Count the lines in the items below that contain the word "neck", and give only that number.

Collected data
----------

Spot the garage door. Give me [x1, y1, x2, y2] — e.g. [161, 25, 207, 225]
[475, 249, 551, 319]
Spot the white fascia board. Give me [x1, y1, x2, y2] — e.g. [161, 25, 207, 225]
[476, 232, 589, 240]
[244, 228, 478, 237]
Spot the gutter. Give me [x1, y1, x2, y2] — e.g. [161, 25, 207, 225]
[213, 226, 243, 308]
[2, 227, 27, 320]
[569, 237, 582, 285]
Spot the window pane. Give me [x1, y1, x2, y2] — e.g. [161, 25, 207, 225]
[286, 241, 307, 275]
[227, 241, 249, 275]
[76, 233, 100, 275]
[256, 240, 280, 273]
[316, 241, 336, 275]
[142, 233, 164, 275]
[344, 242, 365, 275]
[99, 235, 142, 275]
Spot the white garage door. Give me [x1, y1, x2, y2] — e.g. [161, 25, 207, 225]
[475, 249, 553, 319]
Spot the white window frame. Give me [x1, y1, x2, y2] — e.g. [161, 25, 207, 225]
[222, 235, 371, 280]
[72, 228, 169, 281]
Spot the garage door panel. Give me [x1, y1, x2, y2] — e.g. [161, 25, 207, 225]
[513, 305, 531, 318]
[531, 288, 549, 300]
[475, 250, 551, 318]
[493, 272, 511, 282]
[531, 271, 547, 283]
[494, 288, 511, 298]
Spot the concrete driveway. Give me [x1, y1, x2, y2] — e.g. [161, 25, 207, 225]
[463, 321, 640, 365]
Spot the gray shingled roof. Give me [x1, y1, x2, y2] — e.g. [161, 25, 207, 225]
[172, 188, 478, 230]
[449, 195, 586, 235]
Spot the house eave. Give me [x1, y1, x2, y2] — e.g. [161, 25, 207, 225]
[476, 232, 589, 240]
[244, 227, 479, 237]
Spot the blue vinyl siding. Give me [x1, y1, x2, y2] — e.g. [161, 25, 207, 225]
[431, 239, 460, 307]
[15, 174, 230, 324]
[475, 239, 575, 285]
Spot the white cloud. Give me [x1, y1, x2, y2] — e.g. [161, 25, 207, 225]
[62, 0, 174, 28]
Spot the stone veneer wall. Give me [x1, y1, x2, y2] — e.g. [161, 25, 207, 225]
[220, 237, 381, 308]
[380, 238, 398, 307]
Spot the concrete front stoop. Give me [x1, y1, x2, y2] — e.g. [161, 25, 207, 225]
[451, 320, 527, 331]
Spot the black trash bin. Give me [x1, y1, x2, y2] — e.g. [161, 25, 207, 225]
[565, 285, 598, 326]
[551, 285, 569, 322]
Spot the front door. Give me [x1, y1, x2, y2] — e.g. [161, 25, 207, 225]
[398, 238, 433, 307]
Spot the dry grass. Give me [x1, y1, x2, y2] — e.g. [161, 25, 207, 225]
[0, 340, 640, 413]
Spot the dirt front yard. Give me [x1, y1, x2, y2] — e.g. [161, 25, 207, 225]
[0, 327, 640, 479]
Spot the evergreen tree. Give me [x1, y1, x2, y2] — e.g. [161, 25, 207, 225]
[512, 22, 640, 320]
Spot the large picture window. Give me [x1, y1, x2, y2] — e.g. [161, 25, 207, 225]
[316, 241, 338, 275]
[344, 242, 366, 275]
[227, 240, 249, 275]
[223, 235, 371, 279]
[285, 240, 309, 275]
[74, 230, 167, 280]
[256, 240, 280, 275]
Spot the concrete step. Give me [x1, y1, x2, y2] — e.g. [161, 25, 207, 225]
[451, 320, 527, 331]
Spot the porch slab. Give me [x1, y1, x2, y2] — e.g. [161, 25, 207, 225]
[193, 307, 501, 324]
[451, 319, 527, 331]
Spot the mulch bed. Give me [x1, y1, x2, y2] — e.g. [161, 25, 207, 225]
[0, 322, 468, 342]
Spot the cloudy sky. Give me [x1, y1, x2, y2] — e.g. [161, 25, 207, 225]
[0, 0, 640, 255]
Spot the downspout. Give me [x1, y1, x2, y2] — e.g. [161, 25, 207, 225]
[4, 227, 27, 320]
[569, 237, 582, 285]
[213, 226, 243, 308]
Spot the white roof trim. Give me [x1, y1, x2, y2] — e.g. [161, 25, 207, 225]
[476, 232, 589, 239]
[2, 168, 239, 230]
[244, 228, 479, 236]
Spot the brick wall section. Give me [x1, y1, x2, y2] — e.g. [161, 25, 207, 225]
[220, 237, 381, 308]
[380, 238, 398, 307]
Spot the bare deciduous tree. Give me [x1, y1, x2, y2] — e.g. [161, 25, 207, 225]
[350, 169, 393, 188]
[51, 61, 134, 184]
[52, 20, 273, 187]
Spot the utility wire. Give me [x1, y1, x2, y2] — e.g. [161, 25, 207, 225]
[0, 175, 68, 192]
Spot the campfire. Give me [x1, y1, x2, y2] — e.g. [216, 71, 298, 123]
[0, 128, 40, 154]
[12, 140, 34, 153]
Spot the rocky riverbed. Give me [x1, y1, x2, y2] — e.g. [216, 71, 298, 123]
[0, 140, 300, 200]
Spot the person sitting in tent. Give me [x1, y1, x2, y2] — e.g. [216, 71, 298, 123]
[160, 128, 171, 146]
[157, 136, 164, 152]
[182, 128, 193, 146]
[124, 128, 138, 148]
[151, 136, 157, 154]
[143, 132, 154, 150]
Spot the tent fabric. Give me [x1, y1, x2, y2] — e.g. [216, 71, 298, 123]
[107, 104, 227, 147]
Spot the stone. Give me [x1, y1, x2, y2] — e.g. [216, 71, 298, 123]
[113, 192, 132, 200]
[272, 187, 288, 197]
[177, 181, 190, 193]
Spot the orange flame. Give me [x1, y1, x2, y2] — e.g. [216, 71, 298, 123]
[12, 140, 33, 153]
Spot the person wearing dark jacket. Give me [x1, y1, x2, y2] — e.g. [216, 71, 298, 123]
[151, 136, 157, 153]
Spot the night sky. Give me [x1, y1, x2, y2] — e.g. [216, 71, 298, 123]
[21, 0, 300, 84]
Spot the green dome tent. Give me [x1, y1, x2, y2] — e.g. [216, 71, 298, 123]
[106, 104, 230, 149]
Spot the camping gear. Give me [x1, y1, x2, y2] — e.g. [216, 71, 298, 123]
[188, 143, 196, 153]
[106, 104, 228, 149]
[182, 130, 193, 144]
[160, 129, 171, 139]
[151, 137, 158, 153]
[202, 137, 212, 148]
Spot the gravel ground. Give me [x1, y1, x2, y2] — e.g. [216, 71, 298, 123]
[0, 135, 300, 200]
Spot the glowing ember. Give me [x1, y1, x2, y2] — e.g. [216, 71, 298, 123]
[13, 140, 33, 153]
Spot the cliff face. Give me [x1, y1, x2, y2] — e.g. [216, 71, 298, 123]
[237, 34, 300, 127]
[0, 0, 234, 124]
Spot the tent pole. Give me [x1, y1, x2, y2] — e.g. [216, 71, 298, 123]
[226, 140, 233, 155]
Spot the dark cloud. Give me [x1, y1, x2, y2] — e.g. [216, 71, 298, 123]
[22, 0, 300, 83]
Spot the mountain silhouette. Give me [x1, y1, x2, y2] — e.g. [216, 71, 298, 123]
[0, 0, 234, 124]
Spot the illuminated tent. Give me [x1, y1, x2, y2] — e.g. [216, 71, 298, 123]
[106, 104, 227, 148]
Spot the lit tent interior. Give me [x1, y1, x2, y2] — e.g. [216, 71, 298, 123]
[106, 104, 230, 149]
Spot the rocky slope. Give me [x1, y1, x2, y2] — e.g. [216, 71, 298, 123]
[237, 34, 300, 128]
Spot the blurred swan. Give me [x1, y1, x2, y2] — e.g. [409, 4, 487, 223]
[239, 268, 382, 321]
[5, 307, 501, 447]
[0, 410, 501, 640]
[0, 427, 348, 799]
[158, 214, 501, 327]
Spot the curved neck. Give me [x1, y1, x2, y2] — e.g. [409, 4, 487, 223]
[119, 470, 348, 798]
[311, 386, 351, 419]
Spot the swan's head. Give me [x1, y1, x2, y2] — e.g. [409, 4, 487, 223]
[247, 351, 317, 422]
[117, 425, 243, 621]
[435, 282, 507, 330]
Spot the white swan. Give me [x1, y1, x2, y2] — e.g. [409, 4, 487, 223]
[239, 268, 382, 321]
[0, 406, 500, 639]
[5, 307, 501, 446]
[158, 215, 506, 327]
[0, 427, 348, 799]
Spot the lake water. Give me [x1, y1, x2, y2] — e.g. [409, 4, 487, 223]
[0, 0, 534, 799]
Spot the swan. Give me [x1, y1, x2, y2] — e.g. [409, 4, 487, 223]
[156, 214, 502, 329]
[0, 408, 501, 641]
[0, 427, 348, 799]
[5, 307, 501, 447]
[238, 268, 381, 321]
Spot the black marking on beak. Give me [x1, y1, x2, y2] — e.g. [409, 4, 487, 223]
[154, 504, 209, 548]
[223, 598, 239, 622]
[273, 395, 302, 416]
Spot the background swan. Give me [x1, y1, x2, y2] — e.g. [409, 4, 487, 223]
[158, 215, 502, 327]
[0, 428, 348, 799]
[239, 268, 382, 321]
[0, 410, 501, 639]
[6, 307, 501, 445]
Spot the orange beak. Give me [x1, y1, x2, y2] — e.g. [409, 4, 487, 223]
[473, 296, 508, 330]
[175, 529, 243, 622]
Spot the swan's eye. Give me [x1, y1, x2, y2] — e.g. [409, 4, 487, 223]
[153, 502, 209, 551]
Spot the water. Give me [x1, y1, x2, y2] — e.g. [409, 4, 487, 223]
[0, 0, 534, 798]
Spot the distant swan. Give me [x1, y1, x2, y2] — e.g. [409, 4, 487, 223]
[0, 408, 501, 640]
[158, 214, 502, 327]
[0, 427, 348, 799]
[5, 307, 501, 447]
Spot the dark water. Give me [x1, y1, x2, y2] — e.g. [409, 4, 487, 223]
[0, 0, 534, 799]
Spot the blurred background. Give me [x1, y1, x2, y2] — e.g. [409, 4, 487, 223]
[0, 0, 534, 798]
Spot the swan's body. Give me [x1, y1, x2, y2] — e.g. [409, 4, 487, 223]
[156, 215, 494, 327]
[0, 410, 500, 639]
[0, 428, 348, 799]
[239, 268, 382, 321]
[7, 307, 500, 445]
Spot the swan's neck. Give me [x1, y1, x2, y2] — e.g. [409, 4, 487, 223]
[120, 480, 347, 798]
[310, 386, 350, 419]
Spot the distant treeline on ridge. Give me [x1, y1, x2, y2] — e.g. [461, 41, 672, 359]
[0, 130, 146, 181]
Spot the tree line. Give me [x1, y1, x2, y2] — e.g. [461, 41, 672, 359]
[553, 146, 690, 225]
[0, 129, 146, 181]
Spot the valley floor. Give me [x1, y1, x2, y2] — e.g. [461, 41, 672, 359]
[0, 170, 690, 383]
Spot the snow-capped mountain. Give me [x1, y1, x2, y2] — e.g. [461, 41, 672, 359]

----------

= The reply =
2